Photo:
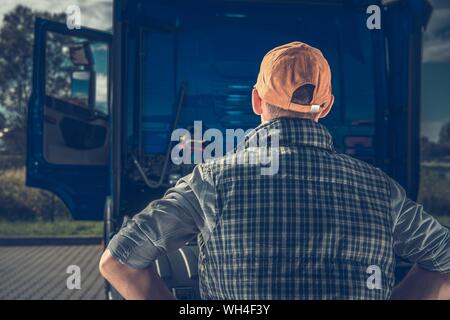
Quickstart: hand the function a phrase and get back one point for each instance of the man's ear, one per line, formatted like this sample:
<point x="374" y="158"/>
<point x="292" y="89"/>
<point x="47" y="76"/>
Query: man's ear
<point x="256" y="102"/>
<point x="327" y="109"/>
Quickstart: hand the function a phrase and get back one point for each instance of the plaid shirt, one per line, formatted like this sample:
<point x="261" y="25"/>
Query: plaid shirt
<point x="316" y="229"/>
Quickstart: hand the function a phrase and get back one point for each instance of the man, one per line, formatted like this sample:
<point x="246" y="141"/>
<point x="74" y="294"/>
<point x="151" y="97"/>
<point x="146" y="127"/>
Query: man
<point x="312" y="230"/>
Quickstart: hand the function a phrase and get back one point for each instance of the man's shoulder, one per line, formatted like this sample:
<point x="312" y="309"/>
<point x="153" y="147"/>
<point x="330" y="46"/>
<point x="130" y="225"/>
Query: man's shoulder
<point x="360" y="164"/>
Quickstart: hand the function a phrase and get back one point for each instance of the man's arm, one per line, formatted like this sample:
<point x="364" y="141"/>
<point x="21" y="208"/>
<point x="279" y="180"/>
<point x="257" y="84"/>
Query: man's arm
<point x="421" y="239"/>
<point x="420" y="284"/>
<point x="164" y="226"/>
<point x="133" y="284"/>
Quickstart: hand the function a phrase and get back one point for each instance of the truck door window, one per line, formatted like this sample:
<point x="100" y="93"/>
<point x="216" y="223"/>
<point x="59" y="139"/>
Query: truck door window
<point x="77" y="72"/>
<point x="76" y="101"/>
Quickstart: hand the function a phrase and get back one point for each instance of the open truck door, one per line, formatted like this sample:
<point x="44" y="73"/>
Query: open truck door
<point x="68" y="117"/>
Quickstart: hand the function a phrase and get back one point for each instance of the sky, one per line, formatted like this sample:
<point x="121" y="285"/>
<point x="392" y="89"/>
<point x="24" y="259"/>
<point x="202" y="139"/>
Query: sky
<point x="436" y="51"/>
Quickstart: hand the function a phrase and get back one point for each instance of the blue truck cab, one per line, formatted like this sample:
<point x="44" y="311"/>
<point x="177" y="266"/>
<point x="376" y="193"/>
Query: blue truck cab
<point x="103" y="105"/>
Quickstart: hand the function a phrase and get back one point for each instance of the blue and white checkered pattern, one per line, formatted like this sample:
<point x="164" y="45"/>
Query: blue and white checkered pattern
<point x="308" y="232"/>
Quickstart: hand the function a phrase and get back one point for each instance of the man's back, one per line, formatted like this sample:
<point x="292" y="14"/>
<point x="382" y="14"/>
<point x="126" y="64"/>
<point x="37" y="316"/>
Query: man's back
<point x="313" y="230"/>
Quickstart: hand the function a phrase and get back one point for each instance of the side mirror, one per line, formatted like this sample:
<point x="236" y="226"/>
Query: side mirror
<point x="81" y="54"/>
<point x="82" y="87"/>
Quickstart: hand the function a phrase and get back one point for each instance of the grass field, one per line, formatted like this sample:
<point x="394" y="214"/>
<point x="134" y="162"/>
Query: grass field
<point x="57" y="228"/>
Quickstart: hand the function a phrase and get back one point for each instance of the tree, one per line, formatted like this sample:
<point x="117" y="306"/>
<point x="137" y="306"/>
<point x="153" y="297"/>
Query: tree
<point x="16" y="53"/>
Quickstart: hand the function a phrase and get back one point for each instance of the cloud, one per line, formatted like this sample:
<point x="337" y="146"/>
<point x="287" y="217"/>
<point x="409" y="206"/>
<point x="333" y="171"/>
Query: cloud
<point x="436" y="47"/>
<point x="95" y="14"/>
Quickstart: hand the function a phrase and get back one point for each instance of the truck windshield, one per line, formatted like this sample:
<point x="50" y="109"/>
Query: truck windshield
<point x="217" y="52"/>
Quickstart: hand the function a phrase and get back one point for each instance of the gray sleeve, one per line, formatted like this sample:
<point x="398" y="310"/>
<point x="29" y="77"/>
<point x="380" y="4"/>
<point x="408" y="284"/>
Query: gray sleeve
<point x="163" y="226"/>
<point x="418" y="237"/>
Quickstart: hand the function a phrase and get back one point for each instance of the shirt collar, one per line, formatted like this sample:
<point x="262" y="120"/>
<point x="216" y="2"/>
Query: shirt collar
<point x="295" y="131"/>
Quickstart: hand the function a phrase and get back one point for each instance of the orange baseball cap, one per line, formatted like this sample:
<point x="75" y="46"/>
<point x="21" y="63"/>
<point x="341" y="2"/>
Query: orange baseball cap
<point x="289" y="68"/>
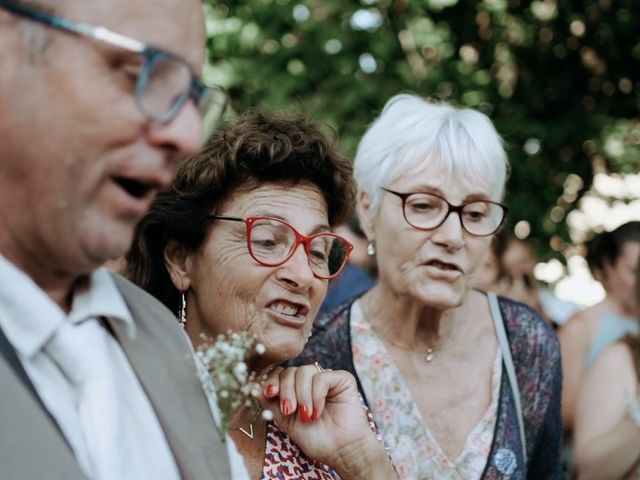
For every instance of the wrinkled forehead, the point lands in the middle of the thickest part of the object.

|---|

▶ [Task objective]:
Reproduce every line exactly and omit all pictures.

▶ [Task output]:
Photo:
Quickstart: hand the function a phrase and get back one point for each instance of the man's ear, one per line, formatted like this sample:
<point x="374" y="158"/>
<point x="292" y="89"/>
<point x="47" y="76"/>
Query: man's ear
<point x="256" y="102"/>
<point x="327" y="109"/>
Quickstart: hand the function a phrase and get back one point for each instance of the plaid shirt, one per line, formatted like this sample:
<point x="261" y="25"/>
Query: plaid shirt
<point x="316" y="229"/>
Quickstart: hand the function a phrase and get back one point for each instance of the man, one per line, formatted like this sample:
<point x="246" y="141"/>
<point x="74" y="294"/>
<point x="151" y="97"/>
<point x="146" y="127"/>
Query: man
<point x="312" y="230"/>
Quickstart: hand the function a phrase and get back one point for each instance of the man's shoulder, one per line, formatted like this sample:
<point x="312" y="309"/>
<point x="153" y="147"/>
<point x="330" y="46"/>
<point x="130" y="225"/>
Query: man's shoulder
<point x="360" y="164"/>
Quickstart: hand the function a phrase and get back one point for each instance of the man's arm, one per line, formatted like this sample:
<point x="364" y="141"/>
<point x="21" y="208"/>
<point x="279" y="180"/>
<point x="257" y="84"/>
Query: man's arm
<point x="421" y="239"/>
<point x="420" y="284"/>
<point x="164" y="226"/>
<point x="133" y="284"/>
Quickstart: hand the function a phrase and get back one point for each instance of the truck door window, one per line, formatted like this sample:
<point x="100" y="93"/>
<point x="216" y="223"/>
<point x="59" y="139"/>
Query: truck door window
<point x="77" y="72"/>
<point x="76" y="101"/>
Quickstart: hand the function a phrase and get back one point for each instance of the open truck door, one per line, formatted like this sample:
<point x="44" y="73"/>
Query: open truck door
<point x="68" y="117"/>
Quickstart: hand the function a phrase and get back one point for each instance of the sky, one per line, formatted like this sample:
<point x="121" y="285"/>
<point x="392" y="89"/>
<point x="24" y="259"/>
<point x="202" y="139"/>
Query: sky
<point x="436" y="51"/>
Quickstart: hand the function a phrase and get back one point for each instance of the blue truck cab, one per line, formatted like this sample:
<point x="44" y="311"/>
<point x="177" y="266"/>
<point x="376" y="193"/>
Query: blue truck cab
<point x="103" y="105"/>
Quickstart: hand the function a phrase and get back one point for each instance of the blue and white checkered pattern, one per line, formatted like this sample:
<point x="164" y="45"/>
Query: blue and white checkered pattern
<point x="308" y="232"/>
Quickstart: hand the function a phrase and get back one point for each instance of the man's back, one per line, formatted like this sample:
<point x="292" y="14"/>
<point x="382" y="14"/>
<point x="126" y="64"/>
<point x="37" y="316"/>
Query: man's back
<point x="313" y="230"/>
Quickstart: hand the function a phrase and get back one point for each instance of the side mirror, one per line, formatted like this sample:
<point x="236" y="226"/>
Query: side mirror
<point x="81" y="54"/>
<point x="82" y="87"/>
Quickstart: hand the function a phrase and get back one point for each instance of the grass field, one per line, formatted like this sample:
<point x="394" y="214"/>
<point x="134" y="162"/>
Query: grass field
<point x="57" y="228"/>
Quickstart: hand the function a phrase and get back one point for each instance of the tree, one per line, formatted like this sample:
<point x="117" y="306"/>
<point x="137" y="306"/>
<point x="153" y="297"/>
Query: tree
<point x="16" y="53"/>
Quickstart: hand the function a phrase and get back one point for each instance of the cloud, one per line, formatted like this sample:
<point x="337" y="146"/>
<point x="287" y="217"/>
<point x="409" y="206"/>
<point x="333" y="171"/>
Query: cloud
<point x="436" y="47"/>
<point x="95" y="14"/>
Quickstart: hand the function a phrase and get back one point for each instance of the truck windshield, one per line, formatted like this sample:
<point x="50" y="109"/>
Query: truck windshield
<point x="217" y="52"/>
Quickstart: hand the function a phrase and get back one point for each instance of the gray sleeve, one per line, formatted like this sample:
<point x="398" y="310"/>
<point x="29" y="77"/>
<point x="380" y="4"/>
<point x="408" y="284"/>
Query: gray sleeve
<point x="163" y="226"/>
<point x="418" y="237"/>
Quickstart: hand the function a phrase and get back one point for each instance of the shirt collar, one per line, formatted like this sample:
<point x="262" y="120"/>
<point x="216" y="2"/>
Query: shirt collar
<point x="295" y="131"/>
Quickstart: hand the function a phrase and get back one point for each instance of the orange baseball cap, one per line, formatted like this sample:
<point x="75" y="46"/>
<point x="21" y="63"/>
<point x="341" y="2"/>
Query: orange baseball cap
<point x="289" y="68"/>
For every instance of the wrinkled forehead, the point lands in the middle of the thickest part of the object.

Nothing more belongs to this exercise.